TRECHO:
O Centro da cidade onde moro tem coisas que não se veem em outro lugar. A loja que vende produtos para homens tem um piso de tábuas de madeira que rangem quando pisadas, e uma grande vitrine onde estão as ceroulas (com ou sem abertura), lenços, galochas, luvas, chapéus de pelo de lebre e gravatas borboletas. Um cartaz improvisado anuncia a chegada dos excelentes bonés Kangol: "os mais desejados e procurados do mundo". Para quem não sabe (eu não sabia), trata-se de uma marca inglesa. Coisa fina, que se encontra no Centro da cidade onde eu vivo.

Vi outro cartaz improvisado a poucos metros dali: "É proibido entrar na loja tomando sorvete". Dividindo parede com essa loja de armarinho, que existe desde 1943, tem outra loja de armarinhos. As duas têm o mesmo nome. Isso é estranho, mas está lá, no Centro da cidade.

No Centro da cidade tem um Papai Noel que circula com sua roupa vermelha o ano inteiro e que interrompe sua caminhada para cumprimentar a gari. Essa gari é bonita e esconde o rosto atrás das abas do boné.

No Centro tem vendedores de artesanato, herdeiros dos hippies. Mas ao contrário daqueles, que queriam viver no campo, esses estão sempre no Centro.

Há pessoas que parecem ser imigrantes recém-chegados de um país distante (chineses, africanos, árabes?). Elas estão no Centro. Nunca as vemos nos bairros.

Tem mendigos no Centro. Muitos. Eles estão em outros bairros também, mas aqui são muitos.

No Centro da minha cidade não há livrarias nem salas de cinema, o que é esquisito. Há muitos sebos. Muitos foram abertos nos últimos anos.

DADOS FORNECIDOS:
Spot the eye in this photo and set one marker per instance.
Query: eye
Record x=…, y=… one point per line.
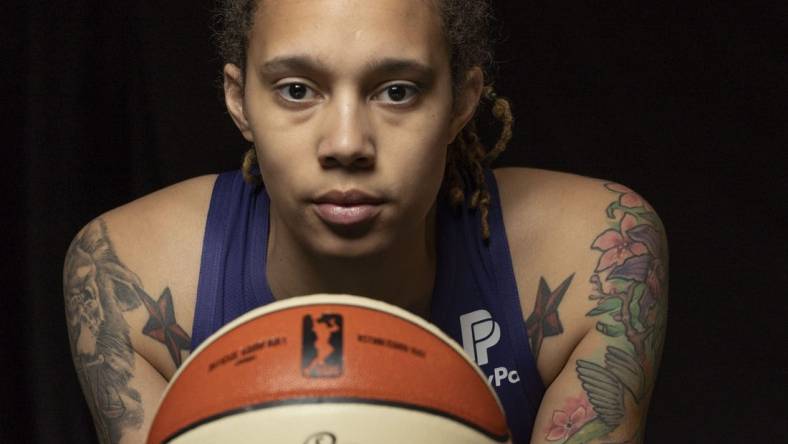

O QUE FAZER:
#1 Segundo o texto sobre o Centro da cidade, que tipos de estabelecimento não existem ali?
#2 Retome o texto sobre o Centro da cidade e dê continuidade a ele a partir do ponto em que termina.

RESPOSTAS EM ORDEM:
#1 Livrarias e salas de cinema.

#2
Há cafés no Centro, mas as confeitarias estão acabando. Padarias, há menos que nos bairros, duas ou três famosas por seus francesinhos e suas broas.

Há quem faça happy hour no Centro, insistindo no chope nas mesas do calçadão, apesar dos vendedores e pedintes que incomodam.

Há música no Centro, mas é pouca. Às 6 da tarde, passando pelas barracas de flores, ouvi a voz que cantava bossa nova para os fregueses do café. Um luxo para o Centro. Perto dali, começa a movimentação dos que correm para pegar os ônibus e voltar para casa. Tem muito ponto de ônibus no Centro.

Tem crack.

Tem putas, mas andam mais escondidas que em outros tempos.

Tem gente, muita gente. Menos nas manhãs de domingo, quando o Centro da cidade se esvazia.

Tem os prédios mais bonitos da cidade.

De vez em quando, autoridades decidem fazer eventos culturais no Centro, para animá-lo. Funciona. Mas, acabado o show, o fim de semana do Centro volta a ser silencioso.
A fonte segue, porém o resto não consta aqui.